» WHAT THE EXERCISE ASKS
In the records below, how many lines contain the string "ceiling"? Case matters; reply with the number only.

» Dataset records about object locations
* START *
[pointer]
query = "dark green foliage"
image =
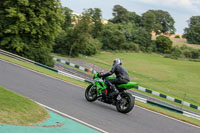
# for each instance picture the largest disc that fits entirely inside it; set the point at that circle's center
(79, 38)
(130, 46)
(96, 19)
(163, 21)
(192, 34)
(163, 44)
(28, 28)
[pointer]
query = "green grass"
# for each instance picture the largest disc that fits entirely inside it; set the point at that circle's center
(18, 110)
(176, 78)
(48, 72)
(169, 113)
(180, 42)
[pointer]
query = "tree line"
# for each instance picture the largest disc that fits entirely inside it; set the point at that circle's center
(33, 29)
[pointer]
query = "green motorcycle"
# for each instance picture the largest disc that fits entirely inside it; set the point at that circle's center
(123, 101)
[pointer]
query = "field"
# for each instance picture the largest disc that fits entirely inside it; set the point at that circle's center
(19, 110)
(7, 118)
(176, 78)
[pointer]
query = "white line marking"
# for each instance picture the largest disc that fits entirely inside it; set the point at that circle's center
(168, 117)
(84, 88)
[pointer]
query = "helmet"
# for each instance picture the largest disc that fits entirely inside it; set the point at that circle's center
(117, 61)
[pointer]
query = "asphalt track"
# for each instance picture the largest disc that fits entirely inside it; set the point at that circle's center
(69, 99)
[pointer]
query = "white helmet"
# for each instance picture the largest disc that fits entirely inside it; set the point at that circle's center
(117, 61)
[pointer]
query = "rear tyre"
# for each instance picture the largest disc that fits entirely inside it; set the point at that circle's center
(91, 93)
(126, 103)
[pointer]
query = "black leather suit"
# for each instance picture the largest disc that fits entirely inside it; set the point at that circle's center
(121, 73)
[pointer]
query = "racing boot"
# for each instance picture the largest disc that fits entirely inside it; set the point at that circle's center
(114, 90)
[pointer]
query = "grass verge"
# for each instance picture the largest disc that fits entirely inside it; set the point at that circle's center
(18, 110)
(83, 84)
(179, 79)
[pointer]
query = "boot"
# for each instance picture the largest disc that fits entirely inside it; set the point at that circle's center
(114, 90)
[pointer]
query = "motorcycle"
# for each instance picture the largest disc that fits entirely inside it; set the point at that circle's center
(98, 90)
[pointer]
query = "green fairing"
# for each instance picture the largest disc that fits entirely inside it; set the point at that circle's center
(101, 84)
(128, 85)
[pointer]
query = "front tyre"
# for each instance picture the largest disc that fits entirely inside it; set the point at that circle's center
(126, 103)
(90, 93)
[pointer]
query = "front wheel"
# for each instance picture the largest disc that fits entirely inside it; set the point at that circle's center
(91, 93)
(126, 103)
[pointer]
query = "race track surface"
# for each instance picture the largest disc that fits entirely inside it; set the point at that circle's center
(69, 99)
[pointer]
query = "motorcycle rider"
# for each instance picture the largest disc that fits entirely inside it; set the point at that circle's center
(121, 73)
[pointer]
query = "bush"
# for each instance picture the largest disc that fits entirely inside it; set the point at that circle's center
(130, 46)
(163, 44)
(195, 54)
(176, 52)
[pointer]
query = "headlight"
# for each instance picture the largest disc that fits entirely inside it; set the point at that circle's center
(98, 80)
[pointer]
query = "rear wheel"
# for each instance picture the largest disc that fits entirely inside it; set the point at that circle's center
(91, 93)
(126, 103)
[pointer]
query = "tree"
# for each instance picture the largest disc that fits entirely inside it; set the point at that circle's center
(163, 21)
(96, 17)
(122, 15)
(28, 28)
(192, 34)
(112, 38)
(148, 20)
(163, 44)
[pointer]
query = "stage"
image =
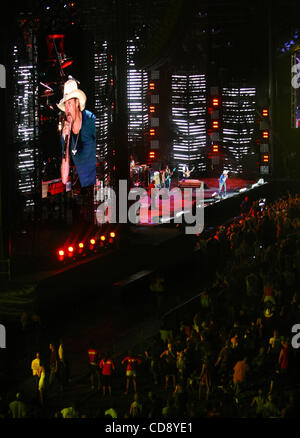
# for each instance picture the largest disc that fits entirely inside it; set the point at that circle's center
(210, 186)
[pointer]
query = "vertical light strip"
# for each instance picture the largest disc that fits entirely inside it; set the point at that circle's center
(239, 106)
(25, 116)
(189, 120)
(136, 91)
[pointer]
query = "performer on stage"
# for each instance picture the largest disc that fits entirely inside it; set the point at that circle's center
(222, 183)
(79, 144)
(168, 177)
(78, 136)
(187, 172)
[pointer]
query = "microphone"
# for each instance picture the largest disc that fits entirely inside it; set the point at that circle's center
(66, 142)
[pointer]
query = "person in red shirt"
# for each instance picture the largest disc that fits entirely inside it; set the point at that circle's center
(107, 367)
(131, 361)
(94, 358)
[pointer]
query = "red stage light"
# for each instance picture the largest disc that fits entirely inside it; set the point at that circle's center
(265, 134)
(61, 254)
(266, 158)
(216, 101)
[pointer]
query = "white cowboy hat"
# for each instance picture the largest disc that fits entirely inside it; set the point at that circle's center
(71, 90)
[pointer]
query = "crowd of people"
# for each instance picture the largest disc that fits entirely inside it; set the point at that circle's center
(229, 354)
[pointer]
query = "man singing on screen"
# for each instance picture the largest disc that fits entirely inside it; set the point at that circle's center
(222, 183)
(78, 141)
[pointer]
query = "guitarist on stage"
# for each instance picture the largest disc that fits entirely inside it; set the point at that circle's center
(222, 183)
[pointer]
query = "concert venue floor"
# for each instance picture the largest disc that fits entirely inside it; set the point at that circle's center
(106, 297)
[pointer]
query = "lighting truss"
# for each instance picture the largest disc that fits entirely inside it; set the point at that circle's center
(239, 106)
(189, 119)
(102, 110)
(137, 84)
(26, 118)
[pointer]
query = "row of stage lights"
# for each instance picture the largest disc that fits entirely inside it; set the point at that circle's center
(81, 249)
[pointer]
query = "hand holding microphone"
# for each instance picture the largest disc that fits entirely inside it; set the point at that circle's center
(66, 130)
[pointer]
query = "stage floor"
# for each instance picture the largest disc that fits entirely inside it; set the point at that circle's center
(211, 187)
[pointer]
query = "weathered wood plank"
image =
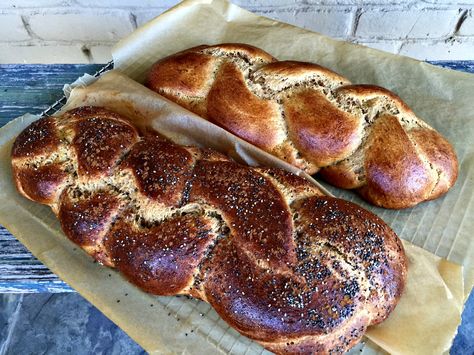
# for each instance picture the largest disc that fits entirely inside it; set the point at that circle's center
(32, 88)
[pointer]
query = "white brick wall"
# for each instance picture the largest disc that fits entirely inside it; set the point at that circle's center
(82, 31)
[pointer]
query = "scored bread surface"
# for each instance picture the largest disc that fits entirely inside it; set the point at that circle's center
(297, 271)
(360, 137)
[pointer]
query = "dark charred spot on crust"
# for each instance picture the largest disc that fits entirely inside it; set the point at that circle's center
(161, 169)
(38, 138)
(253, 208)
(99, 142)
(85, 216)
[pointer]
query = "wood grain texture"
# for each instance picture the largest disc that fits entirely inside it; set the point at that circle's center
(32, 88)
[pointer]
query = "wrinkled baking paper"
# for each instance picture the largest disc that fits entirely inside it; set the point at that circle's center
(424, 322)
(179, 324)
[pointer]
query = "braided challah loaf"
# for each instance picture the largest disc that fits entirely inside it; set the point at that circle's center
(358, 136)
(284, 265)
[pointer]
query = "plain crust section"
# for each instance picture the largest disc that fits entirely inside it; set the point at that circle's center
(312, 118)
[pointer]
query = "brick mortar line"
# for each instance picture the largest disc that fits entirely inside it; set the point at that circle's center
(262, 9)
(46, 43)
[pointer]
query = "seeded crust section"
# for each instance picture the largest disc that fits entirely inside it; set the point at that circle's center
(297, 271)
(314, 119)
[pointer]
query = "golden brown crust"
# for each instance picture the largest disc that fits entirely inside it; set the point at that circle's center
(312, 118)
(281, 263)
(232, 106)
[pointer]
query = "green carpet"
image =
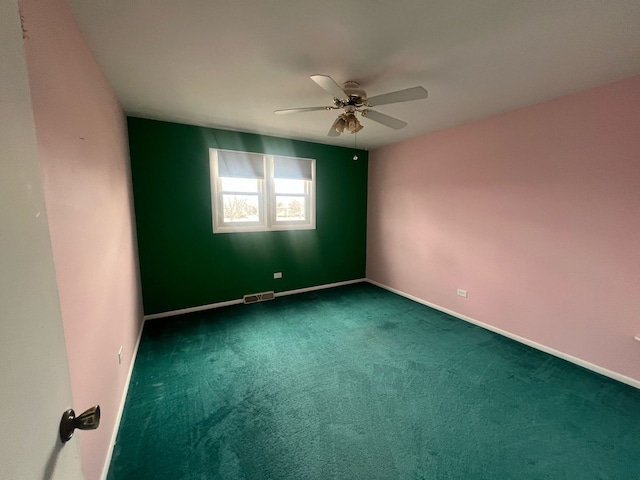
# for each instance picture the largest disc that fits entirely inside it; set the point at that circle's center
(357, 383)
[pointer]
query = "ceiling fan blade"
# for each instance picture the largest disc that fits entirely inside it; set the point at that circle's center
(333, 132)
(298, 110)
(384, 119)
(415, 93)
(329, 84)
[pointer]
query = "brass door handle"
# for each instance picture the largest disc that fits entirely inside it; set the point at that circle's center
(87, 420)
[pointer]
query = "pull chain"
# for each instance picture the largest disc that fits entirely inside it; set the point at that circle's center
(355, 145)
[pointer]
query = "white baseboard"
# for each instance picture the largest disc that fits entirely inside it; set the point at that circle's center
(116, 428)
(538, 346)
(210, 306)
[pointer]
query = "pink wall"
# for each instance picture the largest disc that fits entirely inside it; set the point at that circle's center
(535, 212)
(83, 148)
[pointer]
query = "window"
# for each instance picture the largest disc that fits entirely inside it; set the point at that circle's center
(251, 192)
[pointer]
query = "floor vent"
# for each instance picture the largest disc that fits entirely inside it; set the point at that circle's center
(259, 297)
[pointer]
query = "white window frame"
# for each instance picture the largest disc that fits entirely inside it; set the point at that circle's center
(266, 199)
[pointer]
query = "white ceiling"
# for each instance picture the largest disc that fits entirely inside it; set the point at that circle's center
* END *
» RESULT OF THE EXERCISE
2